* **Your assignment**: Print every line of the listing below, starting with the line that holds "target: tall yucca with flower stalk" and going on through the line that holds "instruction: provide the mask of every instance of the tall", both included, and print nothing else.

━━━━━━━━━━

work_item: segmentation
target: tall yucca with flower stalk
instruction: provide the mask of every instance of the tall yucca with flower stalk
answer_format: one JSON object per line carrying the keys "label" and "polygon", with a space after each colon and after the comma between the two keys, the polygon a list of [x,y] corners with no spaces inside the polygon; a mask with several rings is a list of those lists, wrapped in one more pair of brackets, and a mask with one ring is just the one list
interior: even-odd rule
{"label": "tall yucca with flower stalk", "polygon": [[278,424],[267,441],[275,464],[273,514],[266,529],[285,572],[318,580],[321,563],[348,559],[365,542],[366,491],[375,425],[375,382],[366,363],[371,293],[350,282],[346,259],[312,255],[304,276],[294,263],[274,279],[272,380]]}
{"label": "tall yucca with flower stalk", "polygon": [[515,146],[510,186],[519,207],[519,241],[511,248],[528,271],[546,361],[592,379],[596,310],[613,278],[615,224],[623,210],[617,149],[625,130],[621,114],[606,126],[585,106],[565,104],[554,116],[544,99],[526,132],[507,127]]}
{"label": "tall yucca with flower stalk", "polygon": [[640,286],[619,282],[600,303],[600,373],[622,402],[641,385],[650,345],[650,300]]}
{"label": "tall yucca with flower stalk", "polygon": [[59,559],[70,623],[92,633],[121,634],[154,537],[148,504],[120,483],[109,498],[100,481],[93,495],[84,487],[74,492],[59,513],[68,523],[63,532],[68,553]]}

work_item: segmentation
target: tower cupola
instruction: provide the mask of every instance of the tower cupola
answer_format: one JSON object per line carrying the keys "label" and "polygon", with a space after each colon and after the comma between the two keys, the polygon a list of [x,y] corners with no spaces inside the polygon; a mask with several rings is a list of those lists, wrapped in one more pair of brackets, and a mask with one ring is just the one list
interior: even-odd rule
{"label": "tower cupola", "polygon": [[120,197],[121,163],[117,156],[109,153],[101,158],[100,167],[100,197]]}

━━━━━━━━━━

* **Exercise answer**:
target: tall yucca with flower stalk
instruction: provide the mask of every instance of the tall yucca with flower stalk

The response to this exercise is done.